***** Excerpted passage *****

Cypher Performance Improvements in Neo4j 5

Director of Engineering, Neo4j

October 7, 2024

7 min read

In November 2024, we will see the release of the Long-Term Support version of Neo4j 5 (Neo4j 5.26 LTS). With that, we will have all the new features and new Cypher language constructs for Neo4j 5. Some of these are about extending the language and its capabilities, but many features have also been developed to improve the performance of Cypher queries.

Generic Performance Improvements

The language runtime and query planning are continuously improved and fine-tuned, as is the database kernel. Even without considering the specific features mentioned next, each release gets faster.

This shows how query execution time improved in Neo4j 5 without enabling any of the next chapter’s features. This benchmark is done with the LDBC Scale Factor 10 SNB Network Workload.

New Operators

We introduced some new operators as an example of the continuous performance improvements in Neo4j 5. The Neo4j query planner translates a Cypher query into a sequence of operators running on the Cypher runtime. In Neo4j 5, we introduce operators developed for specific actions. When the planner can use these instead of the existing, more generic operators, they can considerably speed up queries:

UnionNodeByLabelsScan
UnionRelationshipTypeScan
IntersectionNodeByLabelsScan
SubtractionNodeByLabelsScan
VarLengthExpand(Pruning,BFS)

Learn more about operators in the Cypher Manual.

Block Format

As seen in the chart above, the new storage format — introduced and made default in Neo4j 5 — also has a big impact on Cypher performance.

Block format is a completely new way of laying out the data on disk, achieving vastly fewer I/O calls with more data inlining. This results in much faster query execution.

Read Try Neo4j’s Next-Gen Graph-Native Store Format to learn more about the block format.

Cypher Performance Features

Specific features to boost Cypher performance have been added. Some are optional, and some only apply to certain types of queries. None of them are used in the generic performance improvement shown in the first chart above.

***** Material shown *****

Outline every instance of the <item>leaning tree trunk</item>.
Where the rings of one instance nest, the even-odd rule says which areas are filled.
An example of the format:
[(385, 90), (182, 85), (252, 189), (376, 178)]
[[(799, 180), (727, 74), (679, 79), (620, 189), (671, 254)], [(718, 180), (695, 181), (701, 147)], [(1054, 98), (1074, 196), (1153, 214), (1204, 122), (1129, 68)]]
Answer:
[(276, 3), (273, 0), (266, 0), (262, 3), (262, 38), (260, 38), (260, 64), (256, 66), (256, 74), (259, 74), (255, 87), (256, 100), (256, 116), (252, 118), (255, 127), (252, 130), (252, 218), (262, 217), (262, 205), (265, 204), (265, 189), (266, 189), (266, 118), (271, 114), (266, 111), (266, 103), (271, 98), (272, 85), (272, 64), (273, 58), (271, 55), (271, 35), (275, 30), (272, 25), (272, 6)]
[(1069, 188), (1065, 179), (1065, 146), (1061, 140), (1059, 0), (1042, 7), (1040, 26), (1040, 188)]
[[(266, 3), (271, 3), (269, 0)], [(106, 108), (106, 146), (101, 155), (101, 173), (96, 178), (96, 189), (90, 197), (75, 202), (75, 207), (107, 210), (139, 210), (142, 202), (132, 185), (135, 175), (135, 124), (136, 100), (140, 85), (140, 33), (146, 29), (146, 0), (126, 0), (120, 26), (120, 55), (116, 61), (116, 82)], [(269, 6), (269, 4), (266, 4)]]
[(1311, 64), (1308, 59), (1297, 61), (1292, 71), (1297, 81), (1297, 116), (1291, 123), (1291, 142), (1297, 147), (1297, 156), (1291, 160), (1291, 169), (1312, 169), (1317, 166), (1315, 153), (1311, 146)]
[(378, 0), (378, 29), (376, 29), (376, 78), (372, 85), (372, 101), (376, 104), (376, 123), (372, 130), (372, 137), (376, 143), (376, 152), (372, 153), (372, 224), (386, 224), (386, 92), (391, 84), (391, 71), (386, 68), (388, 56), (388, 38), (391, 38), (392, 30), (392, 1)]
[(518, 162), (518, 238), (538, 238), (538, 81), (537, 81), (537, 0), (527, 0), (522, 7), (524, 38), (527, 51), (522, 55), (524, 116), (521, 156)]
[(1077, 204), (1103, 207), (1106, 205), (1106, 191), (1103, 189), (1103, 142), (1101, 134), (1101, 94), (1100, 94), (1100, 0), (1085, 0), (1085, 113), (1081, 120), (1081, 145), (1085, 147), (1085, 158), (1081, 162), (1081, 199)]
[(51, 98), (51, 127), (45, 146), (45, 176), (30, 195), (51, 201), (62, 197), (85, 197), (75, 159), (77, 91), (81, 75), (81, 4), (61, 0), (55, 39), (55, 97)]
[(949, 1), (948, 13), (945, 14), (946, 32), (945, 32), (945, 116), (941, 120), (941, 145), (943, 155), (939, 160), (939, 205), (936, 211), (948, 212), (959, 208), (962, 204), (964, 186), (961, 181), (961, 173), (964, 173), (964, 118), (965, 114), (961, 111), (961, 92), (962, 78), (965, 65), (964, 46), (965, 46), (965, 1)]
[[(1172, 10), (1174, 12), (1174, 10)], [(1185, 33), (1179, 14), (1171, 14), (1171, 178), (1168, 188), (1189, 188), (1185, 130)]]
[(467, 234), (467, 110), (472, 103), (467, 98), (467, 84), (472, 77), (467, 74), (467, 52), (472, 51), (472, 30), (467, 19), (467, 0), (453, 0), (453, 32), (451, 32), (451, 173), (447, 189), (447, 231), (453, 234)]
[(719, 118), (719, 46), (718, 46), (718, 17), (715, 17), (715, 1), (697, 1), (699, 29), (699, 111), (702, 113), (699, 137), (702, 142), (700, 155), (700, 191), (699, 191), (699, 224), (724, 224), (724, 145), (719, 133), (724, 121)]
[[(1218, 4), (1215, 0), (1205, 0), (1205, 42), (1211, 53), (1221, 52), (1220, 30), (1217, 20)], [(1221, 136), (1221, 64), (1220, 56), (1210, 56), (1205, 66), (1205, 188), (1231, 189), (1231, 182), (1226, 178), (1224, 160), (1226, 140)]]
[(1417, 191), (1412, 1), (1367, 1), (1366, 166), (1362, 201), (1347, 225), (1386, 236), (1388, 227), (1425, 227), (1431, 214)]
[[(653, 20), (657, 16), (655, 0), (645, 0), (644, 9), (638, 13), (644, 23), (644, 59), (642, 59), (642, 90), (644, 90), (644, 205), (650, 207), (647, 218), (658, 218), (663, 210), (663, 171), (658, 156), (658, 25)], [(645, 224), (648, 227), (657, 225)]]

*****

**What this exercise asks:**
(1) List every new operator that the article on Cypher performance names as introduced in Neo4j 5.
(2) Copy out the records from their first line through the line containing "[(385, 90), (182, 85), (252, 189), (376, 178)]", including both of those lines, and nothing else.
The records have no connection to the article on Cypher performance.

**Per-task answers:**
(1)
UnionNodeByLabelsScan
UnionRelationshipTypeScan
IntersectionNodeByLabelsScan
SubtractionNodeByLabelsScan
VarLengthExpand(Pruning,BFS)

(2)
Outline every instance of the <item>leaning tree trunk</item>.
Where the rings of one instance nest, the even-odd rule says which areas are filled.
An example of the format:
[(385, 90), (182, 85), (252, 189), (376, 178)]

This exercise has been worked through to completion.